▸ **EXERCISE A**:
In the gardening column, give the passage starting at "Q. Dear Neil: My" and ending at "grass during mid-winter." again, replacing "lawn" with "yard".
▸ **EXERCISE B**:
In the gardening column, rewrite the paragraph beginning "A. This is a great example" as a short bulleted list that keeps its main facts.

Q. Dear Neil: My lawn looks terrible. It has these patches all over it. What is the problem, and what can I do about it?

1.04.21 Brown patch in mid-winter.jpg

A brown patch in grass during mid-winter.

A. This is a great example of how a lawn looks in mid-winter when brown patch has hit the prior fall. Brown patch attacks the leaf blades and causes them to turn yellow, then brown. The fungus attacks the blades where they attach to the runners. Only the blades are affected. There was not enough time for the grass to send out new growth this past fall, and so the circular brown patches are still visible. Your lawn should come out nicely in the spring, but next October you need to be on the lookout for early signs of the disease to return when the weather turns cool. Apply the fungicide Azoxystrobin at first evidence of a problem so that your lawn won’t get into this situation a year from now.

Q. Dear Neil: I planted two small Japanese yews a year ago to act as privacy screening plants. They have grown well, but I can already tell it will take too long for them to give the privacy I need. Can you suggest a fast-growing shrub or vine that would be better?

1.04.21 Nellie R. Stevens holly in author's home landscape.jpg

Nellie R. Stevens holly in Neil Sperry's home landscape.

▸ **GIVEN ENTRIES**:
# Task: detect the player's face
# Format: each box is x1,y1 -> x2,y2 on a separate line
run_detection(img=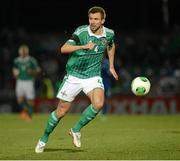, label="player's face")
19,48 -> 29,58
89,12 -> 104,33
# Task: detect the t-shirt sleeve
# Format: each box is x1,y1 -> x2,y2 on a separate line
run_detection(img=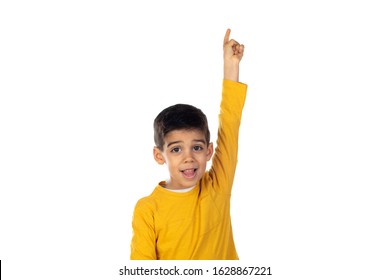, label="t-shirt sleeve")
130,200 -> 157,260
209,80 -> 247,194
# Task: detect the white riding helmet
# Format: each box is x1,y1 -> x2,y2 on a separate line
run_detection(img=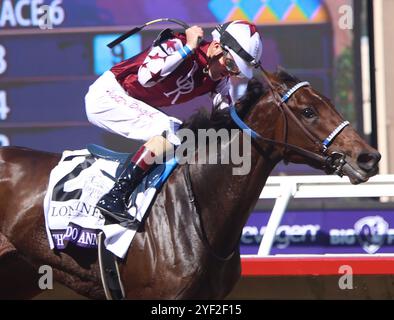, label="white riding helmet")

▸ **SOLUTION A**:
Q. Dear Neil: My yard looks terrible. It has these patches all over it. What is the problem, and what can I do about it?

1.04.21 Brown patch in mid-winter.jpg

A brown patch in grass during mid-winter.

▸ **SOLUTION B**:
- The lawn shows how grass looks in mid-winter after brown patch struck the previous fall.
- Brown patch is a fungus that attacks leaf blades where they attach to the runners, turning them yellow and then brown. Only the blades are affected.
- The grass had no time to send out new growth last fall, so the circular brown patches are still visible.
- The lawn should recover nicely in the spring.
- Next October, when the weather turns cool, watch for early signs of the disease returning.
- Apply the fungicide Azoxystrobin at the first evidence of a problem to prevent a repeat a year from now.